◆ Page excerpt:
(begin)

Tommy is a soundtrack album by The Who with contributions from numerous artists. The soundtrack was used in the 1975 Tommy film that was based on the original album that was released by The Who in 1969. Pete Townshend oversaw the production of this double-LP recording that returned the music to its rock roots, and on which the unrecorded orchestral arrangements he had envisaged for the original Tommy LP were realised by the extensive use of synthesiser. 

The soundtrack LP also employed many leading sessions musicians including Caleb Quaye, Phil Chen and Nicky Hopkins (who also receives a "Special Thanks" in the album credits for help with the arrangements) as well as members of The Faces' Ronnie Wood and future Keith Moon replacement Kenney Jones. The song "Pinball Wizard", performed by Elton John, was a major hit when released as a single. Although the music for this song is performed by "The Elton John Band", as he was calling his musical team, the film depicts John being backed by The Who (dressed in pound-note suits). According to the album's back cover credits, the song was the only one not produced by Townshend, helmed instead by Elton's producer, Gus Dudgeon.
Townshend performs additional synthesizer and/or guitar on all tracks. Credits to "The Who" indicate performances by Townshend, John Entwistle and Moon jointly, regardless of vocalist.

Track listing
All songs are written and composed by Pete Townshend, except where noted. (For narrative, see Tommy (1975 film).)

Personnel
The Who comprises the skeleton band for most of the songs. All instrumentation (both credited and uncredited) on each song is by them, except for additional or alternate musicians indicated below for individual songs in which the lineup is wholly or partially different. Six tracks have The Who as their explicit instrumental credits. Lead vocals are as indicated in track listing above.

The Who:

Roger Daltrey – vocals for (grown up) "Tommy" ("Young Tommy" by Alison Dowling)

John Entwistle – bass, brass overdubs

Keith Moon – drums, vocals for "Uncle Ernie"

Pete Townshend – guitars, synthesizers, keyboards, drums, vocals for "Narrator"

"Overture from Tommy"
The Who

"Prologue - 1945"
John Entwistle – brass overdubs

Pete Townshend – all other instruments

"Captain Walker/It's a Boy" 
Pete Townshend – all instruments

"Bernie's Holiday Camp"
The Who

"1951/What about the Boy?" 
Nicky Hopkins – piano

Mike Kellie – drums

Mick Ralphs, Caleb Quaye – guitar

Chris Stainton – organ

"Amazing Journey" 
Phil Chen – bass

Nicky Hopkins – piano

Tony Newman – drums

"Christmas" 
Nicky Hopkins – piano

Vocal chorus – backing vocals

"Eyesight to the Blind"
Eric Clapton – vocals and guitar

Kenney Jones – drums

Arthur Brown—vocals

"Acid Queen"

(end)

◆ To be done:
• a. From the Tommy soundtrack article, write out the part starting with "Townshend performs additional" and going on through "regardless of vocalist.".
• b. Turn the paragraph of the Tommy soundtrack article that begins "Tommy is a soundtrack album" into a short list that keeps its main facts.

Location identification items:
(begin)

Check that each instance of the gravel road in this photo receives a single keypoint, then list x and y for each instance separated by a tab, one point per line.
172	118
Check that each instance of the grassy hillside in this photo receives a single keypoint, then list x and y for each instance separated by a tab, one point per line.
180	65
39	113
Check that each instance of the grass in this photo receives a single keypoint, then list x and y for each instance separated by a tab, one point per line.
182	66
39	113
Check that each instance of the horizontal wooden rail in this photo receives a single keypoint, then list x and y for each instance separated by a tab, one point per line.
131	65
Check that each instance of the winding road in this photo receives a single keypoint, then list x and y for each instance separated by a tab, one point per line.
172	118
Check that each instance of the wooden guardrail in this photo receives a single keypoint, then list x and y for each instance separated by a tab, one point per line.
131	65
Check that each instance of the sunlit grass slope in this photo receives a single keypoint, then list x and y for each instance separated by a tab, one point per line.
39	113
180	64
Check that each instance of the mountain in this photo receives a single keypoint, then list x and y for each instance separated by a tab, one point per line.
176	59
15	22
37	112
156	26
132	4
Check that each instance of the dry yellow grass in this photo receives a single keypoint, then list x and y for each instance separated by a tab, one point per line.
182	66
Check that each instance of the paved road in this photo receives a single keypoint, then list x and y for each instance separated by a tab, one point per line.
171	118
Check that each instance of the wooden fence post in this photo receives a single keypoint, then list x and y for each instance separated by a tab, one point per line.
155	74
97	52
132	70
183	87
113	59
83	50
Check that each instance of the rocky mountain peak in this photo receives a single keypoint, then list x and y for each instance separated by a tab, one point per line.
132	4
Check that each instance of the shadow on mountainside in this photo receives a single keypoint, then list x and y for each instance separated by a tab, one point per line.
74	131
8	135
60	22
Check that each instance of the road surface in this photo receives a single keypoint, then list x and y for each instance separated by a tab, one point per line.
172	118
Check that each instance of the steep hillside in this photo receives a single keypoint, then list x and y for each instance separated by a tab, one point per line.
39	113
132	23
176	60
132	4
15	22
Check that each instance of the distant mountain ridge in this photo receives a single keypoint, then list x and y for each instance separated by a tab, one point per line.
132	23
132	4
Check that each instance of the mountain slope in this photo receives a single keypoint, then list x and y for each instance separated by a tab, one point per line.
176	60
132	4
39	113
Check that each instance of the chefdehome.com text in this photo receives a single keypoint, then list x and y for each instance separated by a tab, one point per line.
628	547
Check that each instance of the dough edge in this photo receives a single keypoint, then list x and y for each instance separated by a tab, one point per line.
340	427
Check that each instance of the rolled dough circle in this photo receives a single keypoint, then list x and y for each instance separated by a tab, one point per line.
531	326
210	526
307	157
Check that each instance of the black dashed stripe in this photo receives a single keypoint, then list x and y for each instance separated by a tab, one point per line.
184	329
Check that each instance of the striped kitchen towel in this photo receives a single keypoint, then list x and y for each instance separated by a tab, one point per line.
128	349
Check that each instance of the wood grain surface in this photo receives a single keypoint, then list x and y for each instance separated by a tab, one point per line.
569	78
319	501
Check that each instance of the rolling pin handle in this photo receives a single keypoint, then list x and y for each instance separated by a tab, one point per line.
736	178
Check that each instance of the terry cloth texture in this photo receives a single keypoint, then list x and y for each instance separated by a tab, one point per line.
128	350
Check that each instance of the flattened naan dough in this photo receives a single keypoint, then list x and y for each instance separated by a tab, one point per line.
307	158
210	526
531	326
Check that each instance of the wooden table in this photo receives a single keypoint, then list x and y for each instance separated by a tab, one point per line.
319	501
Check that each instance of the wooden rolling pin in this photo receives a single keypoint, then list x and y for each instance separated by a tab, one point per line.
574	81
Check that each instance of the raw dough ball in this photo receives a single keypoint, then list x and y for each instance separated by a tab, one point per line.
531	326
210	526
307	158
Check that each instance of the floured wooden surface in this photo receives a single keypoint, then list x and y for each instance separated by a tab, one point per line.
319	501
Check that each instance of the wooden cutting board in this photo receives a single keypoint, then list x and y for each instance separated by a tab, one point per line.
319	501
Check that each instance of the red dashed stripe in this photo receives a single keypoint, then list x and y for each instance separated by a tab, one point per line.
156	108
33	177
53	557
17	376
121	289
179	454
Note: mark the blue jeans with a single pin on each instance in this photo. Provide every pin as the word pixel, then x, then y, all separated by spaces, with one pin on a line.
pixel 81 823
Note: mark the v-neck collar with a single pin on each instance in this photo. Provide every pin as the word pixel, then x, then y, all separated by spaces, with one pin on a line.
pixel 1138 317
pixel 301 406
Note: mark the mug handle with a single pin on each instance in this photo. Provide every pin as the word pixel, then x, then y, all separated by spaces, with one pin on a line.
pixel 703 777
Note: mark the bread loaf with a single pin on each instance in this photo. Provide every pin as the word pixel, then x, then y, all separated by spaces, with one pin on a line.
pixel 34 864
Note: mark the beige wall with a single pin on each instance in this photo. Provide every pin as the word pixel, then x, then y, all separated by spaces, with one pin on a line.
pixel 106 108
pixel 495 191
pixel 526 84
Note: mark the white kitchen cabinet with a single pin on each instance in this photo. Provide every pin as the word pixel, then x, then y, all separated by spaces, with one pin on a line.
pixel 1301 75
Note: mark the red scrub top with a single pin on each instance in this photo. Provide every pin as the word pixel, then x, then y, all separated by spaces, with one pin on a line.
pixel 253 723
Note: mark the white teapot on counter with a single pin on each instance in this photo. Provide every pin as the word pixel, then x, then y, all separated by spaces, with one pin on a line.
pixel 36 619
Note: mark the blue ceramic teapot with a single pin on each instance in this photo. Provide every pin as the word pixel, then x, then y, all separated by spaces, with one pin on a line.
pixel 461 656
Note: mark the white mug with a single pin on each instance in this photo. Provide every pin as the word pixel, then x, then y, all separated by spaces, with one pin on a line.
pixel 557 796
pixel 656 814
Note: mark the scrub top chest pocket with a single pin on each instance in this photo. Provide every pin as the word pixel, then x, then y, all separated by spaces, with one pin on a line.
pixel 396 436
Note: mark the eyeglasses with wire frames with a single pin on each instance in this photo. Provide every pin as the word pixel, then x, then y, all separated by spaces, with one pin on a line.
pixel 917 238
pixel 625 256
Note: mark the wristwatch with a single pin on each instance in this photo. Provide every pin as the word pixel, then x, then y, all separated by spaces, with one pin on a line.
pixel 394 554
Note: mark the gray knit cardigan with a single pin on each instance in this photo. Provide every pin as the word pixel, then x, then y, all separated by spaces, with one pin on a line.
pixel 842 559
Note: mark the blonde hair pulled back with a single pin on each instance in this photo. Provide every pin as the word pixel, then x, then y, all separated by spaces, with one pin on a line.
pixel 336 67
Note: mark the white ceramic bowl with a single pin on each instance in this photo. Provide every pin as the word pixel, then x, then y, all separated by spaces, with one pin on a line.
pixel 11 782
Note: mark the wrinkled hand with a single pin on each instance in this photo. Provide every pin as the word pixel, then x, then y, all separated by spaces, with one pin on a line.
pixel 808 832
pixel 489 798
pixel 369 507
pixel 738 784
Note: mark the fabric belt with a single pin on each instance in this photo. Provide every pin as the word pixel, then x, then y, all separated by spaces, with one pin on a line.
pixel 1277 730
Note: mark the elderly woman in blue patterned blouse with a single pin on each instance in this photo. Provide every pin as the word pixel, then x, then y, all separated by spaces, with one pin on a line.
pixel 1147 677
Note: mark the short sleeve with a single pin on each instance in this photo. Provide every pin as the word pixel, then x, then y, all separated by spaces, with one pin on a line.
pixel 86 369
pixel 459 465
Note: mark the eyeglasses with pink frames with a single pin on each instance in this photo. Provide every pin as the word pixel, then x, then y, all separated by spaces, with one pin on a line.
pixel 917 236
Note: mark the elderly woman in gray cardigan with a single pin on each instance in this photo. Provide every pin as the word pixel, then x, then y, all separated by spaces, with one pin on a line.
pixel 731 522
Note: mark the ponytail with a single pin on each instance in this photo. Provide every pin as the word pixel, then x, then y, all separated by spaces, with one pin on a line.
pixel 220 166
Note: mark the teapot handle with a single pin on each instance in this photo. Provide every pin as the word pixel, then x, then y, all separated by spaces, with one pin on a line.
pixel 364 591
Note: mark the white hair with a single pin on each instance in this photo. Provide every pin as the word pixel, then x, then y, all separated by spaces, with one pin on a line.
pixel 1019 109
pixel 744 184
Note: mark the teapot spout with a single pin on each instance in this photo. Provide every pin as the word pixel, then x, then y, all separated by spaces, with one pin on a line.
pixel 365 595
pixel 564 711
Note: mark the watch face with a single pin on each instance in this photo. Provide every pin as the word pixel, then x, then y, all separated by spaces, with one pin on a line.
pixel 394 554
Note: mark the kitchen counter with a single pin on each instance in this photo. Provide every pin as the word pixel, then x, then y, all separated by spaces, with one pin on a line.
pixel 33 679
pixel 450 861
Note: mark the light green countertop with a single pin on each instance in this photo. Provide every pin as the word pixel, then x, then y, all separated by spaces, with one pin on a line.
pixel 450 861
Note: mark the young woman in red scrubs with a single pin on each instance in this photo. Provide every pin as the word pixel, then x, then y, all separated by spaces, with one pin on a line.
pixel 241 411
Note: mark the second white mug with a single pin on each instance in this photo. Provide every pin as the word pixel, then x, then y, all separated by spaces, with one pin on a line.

(end)

◆ Expected answers:
• a.
Townshend performs additional synthesizer and/or guitar on all tracks. Credits to "The Who" indicate performances by Townshend, John Entwistle and Moon jointly, regardless of vocalist.

• b.
- Tommy is a soundtrack album by The Who, with contributions from many other artists.
- It was used in the 1975 film Tommy, which was based on The Who's original 1969 album.
- Pete Townshend oversaw the production of this double-LP recording, which returned the music to its rock roots.
- The orchestral arrangements Townshend had imagined for the original album, which were never recorded, were carried out here through heavy use of synthesizer.